**WHAT IS NEEDED**. Could you reproduce the lines below exactly, from the line with "request: trace the outline of every instance of the overcast" through the last line?
===============
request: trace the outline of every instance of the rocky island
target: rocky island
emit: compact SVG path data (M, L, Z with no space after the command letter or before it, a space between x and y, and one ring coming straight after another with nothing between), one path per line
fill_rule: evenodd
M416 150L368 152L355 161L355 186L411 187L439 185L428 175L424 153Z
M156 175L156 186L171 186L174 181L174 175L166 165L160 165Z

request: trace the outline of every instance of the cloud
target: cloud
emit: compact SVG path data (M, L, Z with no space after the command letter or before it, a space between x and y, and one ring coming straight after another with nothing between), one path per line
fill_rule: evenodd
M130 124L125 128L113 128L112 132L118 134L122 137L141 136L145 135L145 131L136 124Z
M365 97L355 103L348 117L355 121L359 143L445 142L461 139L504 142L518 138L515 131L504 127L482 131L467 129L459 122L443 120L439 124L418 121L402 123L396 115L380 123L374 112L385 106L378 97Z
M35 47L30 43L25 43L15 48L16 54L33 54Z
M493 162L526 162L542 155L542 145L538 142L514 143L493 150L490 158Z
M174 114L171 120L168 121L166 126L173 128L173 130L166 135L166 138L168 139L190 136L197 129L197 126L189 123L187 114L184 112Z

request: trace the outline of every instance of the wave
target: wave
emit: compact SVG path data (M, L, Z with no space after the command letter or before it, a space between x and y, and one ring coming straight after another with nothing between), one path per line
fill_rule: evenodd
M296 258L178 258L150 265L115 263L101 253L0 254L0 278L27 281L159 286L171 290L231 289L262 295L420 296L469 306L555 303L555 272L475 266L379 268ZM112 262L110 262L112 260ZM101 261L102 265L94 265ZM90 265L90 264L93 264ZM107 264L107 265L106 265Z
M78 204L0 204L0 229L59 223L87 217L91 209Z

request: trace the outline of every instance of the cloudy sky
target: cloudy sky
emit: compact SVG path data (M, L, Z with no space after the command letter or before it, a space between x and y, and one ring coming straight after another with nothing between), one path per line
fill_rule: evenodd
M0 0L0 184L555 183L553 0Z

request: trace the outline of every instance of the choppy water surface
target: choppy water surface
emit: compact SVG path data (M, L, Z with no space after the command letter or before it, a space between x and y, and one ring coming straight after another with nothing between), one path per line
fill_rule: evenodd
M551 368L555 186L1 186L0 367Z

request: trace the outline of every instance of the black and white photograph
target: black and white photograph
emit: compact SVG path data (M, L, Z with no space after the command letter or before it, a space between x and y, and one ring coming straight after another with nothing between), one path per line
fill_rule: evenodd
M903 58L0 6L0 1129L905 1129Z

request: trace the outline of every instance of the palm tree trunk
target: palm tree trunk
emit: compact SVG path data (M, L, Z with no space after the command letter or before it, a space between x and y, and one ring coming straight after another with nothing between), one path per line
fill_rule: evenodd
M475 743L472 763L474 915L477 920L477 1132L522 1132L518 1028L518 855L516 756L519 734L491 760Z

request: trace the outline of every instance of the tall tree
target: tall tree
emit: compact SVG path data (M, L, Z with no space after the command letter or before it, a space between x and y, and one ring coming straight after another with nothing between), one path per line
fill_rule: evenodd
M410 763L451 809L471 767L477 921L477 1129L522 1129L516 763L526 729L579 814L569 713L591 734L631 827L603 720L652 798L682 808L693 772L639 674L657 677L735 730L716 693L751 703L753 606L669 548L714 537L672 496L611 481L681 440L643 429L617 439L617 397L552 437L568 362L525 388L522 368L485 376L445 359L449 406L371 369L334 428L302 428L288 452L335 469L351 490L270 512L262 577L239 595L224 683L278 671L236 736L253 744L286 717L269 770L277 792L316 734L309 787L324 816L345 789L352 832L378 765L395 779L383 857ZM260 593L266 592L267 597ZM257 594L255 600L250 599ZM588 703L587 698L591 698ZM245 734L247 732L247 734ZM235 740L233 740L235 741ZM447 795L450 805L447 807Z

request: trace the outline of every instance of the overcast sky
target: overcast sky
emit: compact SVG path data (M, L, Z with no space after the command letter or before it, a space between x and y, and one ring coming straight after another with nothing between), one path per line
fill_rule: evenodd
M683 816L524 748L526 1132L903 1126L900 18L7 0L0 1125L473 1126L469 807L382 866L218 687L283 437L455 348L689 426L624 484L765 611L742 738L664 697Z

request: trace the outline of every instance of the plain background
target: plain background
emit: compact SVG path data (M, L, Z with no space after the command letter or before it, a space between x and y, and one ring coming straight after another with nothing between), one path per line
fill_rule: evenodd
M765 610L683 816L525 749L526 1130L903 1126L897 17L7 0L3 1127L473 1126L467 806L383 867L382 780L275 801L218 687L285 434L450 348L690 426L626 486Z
===============
**OUTPUT**.
request: trace the outline of every instance of the overcast sky
target: overcast sky
emit: compact SVG path data (M, L, Z with no space after the command letter or before it, a space between x and y, and one ring coming straight after another with nothing between), one path per line
fill_rule: evenodd
M683 816L524 748L526 1132L903 1126L900 18L7 0L0 1125L473 1126L469 807L382 866L218 687L283 437L455 348L689 426L624 484L765 611L742 738L664 697Z

request: trace the outline of every instance of the plain background
target: plain background
emit: compact SVG path data (M, L, Z with no space after the command letter or before it, a space between x and y, and one ring coming straight after another with nothing between), one path per line
fill_rule: evenodd
M765 610L683 816L525 749L526 1130L903 1126L897 17L7 0L3 1127L473 1126L467 806L383 867L382 780L275 801L218 687L285 434L450 348L690 426L626 486Z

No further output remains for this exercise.